> _Items_
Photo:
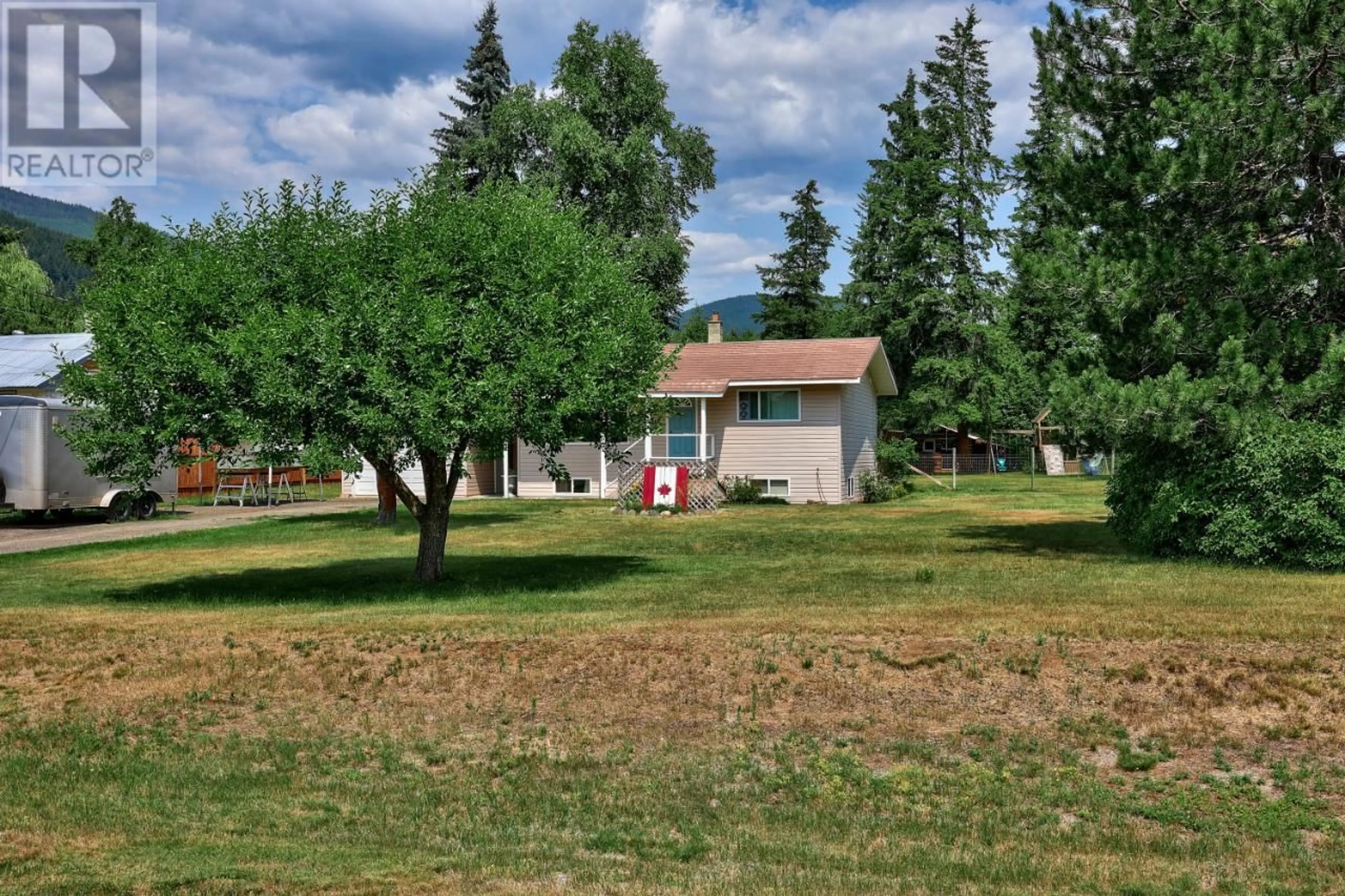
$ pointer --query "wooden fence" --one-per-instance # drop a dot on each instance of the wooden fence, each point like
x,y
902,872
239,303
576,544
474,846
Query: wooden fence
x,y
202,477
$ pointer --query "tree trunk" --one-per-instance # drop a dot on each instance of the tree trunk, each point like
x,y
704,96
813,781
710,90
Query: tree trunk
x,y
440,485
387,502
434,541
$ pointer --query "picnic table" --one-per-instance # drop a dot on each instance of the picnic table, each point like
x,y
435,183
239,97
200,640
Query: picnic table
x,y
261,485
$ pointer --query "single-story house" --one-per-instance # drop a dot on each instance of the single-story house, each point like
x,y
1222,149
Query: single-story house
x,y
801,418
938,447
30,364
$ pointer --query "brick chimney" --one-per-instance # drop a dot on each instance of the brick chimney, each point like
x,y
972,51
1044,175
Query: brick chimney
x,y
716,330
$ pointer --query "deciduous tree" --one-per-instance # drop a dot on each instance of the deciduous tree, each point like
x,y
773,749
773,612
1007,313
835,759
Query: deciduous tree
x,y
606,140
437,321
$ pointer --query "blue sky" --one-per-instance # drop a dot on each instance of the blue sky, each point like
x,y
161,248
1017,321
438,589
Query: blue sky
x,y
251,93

> _Written problem_
Write out only the final block of lines, starting at the line with "table, each point like" and running to the end of the material.

> _Expected output_
$ pointer --query "picnic table" --one-per-instance # drop a dot on each instance of the picnic table, each point like
x,y
435,183
239,97
200,640
Query: picnic table
x,y
261,485
$ pointer --query "single-story house" --one-per-instance # drop a dot on each instance of the single-story house, each point like
x,y
1222,149
Query: single-story house
x,y
801,418
938,447
30,364
$ pointer --query "brick chimney" --one-per-instance # drop a dot on each instance of the brick chimney, each point like
x,y
972,51
1044,175
Query: brick chimney
x,y
716,330
$ pointer --query "deciduous tree" --one-per-instance # drop a dot on each instance of the deciduous tree, each point like
x,y
773,749
773,612
1007,313
835,759
Query: deciduous tree
x,y
606,140
437,321
$ pointer --query "blue sky" --one-per-instance # drop a dot on each instance of the blue sky, each point like
x,y
161,248
1017,321
438,589
Query: blue sky
x,y
251,93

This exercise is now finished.